** 元の文章 **
▽

だけど、テレビ「宇宙海賊キャプテンハーロック」の放映は、SW1作目が公開される3ヶ月前の、1978年の3/14から。
1977年5月にアメリカで公開されたSWの準備段階は、1975年とか1976年なので、その時点でマクォーリーがアニメ設定を目にすることなんて、できたんだろうか。
反対に、SWの人気を知って、マクォーリーのデザインをアニメ「ハーロック」がパクッたことは、考えられないのだろうか。
マクォーリーのレオタード風、ボディラインを際だたせて独特のポーズを取らせたイラストというのは、当時の他のキャラには該当、類似するものがない。
またルーカスは、各キャラの参考に様々な雑誌の切り抜きや写真をマクォーリーに渡しているので、真相は有紀蛍のイラストの方こそが、マクォーリーの参考にされた可能性の方がうんと高い。

△

(ボックス注釈データの行)
▽

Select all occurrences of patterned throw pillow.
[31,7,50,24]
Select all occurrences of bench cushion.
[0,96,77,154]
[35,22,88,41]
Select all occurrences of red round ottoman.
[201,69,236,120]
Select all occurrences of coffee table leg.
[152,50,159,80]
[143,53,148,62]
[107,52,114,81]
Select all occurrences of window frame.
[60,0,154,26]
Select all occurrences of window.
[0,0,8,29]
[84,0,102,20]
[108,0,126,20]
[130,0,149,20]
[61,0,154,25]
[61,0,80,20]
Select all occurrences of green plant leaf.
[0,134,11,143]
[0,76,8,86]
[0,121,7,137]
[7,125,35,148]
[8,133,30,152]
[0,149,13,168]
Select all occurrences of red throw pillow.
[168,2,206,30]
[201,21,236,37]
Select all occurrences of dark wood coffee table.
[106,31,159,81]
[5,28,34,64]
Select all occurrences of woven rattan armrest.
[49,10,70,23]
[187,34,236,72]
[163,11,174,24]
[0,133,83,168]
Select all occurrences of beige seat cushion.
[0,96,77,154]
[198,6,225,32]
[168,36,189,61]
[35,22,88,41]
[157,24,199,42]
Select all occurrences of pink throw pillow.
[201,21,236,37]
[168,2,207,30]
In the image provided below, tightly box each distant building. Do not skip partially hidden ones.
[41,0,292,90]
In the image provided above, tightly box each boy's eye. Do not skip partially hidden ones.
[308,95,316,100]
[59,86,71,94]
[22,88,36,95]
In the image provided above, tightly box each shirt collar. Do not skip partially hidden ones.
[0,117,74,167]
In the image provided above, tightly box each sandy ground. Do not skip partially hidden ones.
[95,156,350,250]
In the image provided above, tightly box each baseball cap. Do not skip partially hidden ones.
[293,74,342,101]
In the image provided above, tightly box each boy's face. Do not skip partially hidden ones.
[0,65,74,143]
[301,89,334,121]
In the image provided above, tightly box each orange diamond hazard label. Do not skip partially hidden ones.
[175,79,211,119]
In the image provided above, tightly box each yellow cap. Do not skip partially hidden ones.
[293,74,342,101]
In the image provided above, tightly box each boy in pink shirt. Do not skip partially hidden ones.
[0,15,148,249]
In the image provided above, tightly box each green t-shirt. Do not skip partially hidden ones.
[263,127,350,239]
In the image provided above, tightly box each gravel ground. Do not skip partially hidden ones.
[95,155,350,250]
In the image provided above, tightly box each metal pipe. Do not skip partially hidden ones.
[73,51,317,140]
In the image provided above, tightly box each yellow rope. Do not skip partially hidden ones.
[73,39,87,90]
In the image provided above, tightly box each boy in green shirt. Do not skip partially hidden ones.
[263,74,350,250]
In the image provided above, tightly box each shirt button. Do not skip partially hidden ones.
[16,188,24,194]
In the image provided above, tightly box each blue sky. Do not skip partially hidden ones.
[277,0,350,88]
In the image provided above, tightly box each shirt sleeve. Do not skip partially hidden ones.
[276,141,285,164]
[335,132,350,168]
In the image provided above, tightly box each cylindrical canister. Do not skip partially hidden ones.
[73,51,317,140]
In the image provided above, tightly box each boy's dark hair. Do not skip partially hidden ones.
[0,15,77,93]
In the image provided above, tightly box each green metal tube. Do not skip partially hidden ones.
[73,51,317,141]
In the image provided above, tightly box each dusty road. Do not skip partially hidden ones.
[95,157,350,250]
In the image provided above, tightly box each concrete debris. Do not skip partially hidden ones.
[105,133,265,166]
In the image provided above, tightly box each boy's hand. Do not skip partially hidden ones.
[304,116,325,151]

△

** やるべき作業 **
A - ハーロックとSWのデザインについての文章から、「だけど、テレビ「宇宙海賊キャ」から「は該当、類似するものがない。」までの部分をすべてそのまま書き写してください。
B - ハーロックとSWのデザインについての文章の続きを、最後の文の後から書いてください。
これらの行は、ハーロックとSWのデザインについての文章とは関係がありません。

** 作業別の結果 **
A -
だけど、テレビ「宇宙海賊キャプテンハーロック」の放映は、SW1作目が公開される3ヶ月前の、1978年の3/14から。
1977年5月にアメリカで公開されたSWの準備段階は、1975年とか1976年なので、その時点でマクォーリーがアニメ設定を目にすることなんて、できたんだろうか。
反対に、SWの人気を知って、マクォーリーのデザインをアニメ「ハーロック」がパクッたことは、考えられないのだろうか。
マクォーリーのレオタード風、ボディラインを際だたせて独特のポーズを取らせたイラストというのは、当時の他のキャラには該当、類似するものがない。

B -
では1975年や1976年に、すでにこの有紀蛍のイラストが存在していたのか……だが、まずは1975年、つまり「宇宙戦艦ヤマト」製作終了直後には、零時社による「キャプテンハーロック」のテレビアニメ企画書が完成していて、アルカディア号、マゾーン艦、敵の首領ラフレシアのデザインは、すでに決定稿と同じものができあがっていた。
で、ルーカスはこの企画書を手に入れていた可能性が高い。
ただし有紀蛍は、まだ上の小松原氏のイラストではなく、松本氏自身が描いた、立ち膝ポーズの以下の絵(左)で、それを参考にしたと思しき、マクォーリーの絵が、右である。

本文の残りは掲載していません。